***** Information supplied

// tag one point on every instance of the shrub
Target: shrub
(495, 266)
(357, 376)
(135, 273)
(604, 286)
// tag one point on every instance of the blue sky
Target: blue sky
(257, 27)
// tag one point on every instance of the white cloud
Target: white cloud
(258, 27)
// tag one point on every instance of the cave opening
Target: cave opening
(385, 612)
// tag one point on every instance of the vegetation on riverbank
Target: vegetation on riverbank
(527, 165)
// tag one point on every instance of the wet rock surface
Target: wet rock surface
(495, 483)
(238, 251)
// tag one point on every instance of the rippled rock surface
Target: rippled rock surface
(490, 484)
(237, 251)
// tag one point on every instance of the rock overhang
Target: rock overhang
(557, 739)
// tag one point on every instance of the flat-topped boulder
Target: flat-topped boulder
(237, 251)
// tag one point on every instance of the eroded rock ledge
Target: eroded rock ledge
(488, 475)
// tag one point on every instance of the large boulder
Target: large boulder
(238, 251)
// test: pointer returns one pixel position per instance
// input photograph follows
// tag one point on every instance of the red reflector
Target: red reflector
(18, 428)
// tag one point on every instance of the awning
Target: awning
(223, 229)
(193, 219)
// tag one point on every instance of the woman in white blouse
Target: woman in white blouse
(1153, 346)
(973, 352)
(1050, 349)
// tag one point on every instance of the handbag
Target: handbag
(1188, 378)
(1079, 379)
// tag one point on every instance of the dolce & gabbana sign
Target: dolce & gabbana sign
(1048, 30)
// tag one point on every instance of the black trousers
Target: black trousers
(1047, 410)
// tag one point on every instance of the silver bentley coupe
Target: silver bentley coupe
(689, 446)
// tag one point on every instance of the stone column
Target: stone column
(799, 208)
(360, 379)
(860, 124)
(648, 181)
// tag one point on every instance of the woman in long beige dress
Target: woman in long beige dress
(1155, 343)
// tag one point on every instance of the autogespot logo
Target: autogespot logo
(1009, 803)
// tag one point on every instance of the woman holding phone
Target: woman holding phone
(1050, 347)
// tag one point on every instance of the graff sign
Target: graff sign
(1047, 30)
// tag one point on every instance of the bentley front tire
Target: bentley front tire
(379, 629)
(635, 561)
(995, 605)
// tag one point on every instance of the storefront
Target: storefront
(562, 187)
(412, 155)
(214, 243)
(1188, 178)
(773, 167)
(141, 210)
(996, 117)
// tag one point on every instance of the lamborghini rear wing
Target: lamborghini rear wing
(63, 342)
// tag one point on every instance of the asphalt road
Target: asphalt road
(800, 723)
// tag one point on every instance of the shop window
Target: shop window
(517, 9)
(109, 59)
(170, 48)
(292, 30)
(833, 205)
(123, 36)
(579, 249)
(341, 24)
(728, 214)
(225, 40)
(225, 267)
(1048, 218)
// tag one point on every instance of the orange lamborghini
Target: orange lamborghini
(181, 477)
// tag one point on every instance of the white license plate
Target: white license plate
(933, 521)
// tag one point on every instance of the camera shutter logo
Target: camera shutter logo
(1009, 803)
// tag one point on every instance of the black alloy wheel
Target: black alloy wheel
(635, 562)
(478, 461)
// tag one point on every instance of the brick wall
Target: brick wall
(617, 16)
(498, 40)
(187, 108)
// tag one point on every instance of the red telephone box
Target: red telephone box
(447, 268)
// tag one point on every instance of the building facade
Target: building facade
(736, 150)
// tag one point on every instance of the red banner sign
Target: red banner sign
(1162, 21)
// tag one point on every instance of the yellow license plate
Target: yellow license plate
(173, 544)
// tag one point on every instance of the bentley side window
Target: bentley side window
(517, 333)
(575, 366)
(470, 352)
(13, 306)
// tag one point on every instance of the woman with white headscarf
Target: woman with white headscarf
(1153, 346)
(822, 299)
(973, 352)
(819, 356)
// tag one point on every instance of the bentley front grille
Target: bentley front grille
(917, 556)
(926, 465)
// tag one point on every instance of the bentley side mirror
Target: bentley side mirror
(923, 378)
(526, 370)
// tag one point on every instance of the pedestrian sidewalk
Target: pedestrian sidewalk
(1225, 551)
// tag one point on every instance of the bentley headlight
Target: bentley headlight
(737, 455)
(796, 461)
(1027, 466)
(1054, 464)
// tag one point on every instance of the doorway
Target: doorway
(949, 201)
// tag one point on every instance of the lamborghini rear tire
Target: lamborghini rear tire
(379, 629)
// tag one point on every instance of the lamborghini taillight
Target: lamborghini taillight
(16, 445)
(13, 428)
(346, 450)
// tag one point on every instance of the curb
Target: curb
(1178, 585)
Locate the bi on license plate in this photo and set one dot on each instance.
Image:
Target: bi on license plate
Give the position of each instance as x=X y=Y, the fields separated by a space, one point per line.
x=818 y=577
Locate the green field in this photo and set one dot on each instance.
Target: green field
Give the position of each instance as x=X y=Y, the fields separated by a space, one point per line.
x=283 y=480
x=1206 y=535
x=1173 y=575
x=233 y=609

**********

* **Work to be completed**
Pick out, from the lines above, every one that contains the string "this".

* **Your solution**
Locate the bi on license plate in this photo and set one dot on each instance.
Locate the green field in this photo and set one dot on each instance.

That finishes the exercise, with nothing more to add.